-- begin Records shown --
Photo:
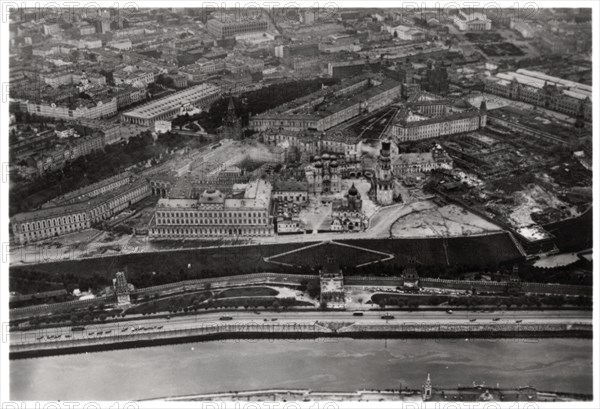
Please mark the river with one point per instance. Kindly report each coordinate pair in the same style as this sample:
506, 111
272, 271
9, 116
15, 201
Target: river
324, 364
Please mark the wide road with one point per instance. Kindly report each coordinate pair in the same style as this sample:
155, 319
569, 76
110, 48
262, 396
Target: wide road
147, 326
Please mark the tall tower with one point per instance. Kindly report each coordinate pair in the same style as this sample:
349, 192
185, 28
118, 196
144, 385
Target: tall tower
232, 126
427, 389
482, 113
121, 289
384, 182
-- end Records shown --
▶ _Goal of the exercise_
Rewrite all of the material above, substituting "Object" for every "Target" and leaving everything else unchanged. Omit the pictures.

▶ _Right answer_
Photo:
Please mark the river with one point per instance. Kindly report each coordinate pair in the same style as this sample:
506, 111
272, 271
9, 116
15, 201
Object: river
324, 364
Please mark the wide road with one point per instance. Kindly report each coordinate pair in the same style as this sample:
155, 319
569, 76
110, 48
262, 396
Object: wide road
147, 326
Please mark the tall tower with one point per instance. Kindly report each coordinate pair in the same style as this sample:
349, 192
185, 28
118, 196
144, 385
Object: tall tower
232, 126
427, 389
482, 113
121, 289
384, 182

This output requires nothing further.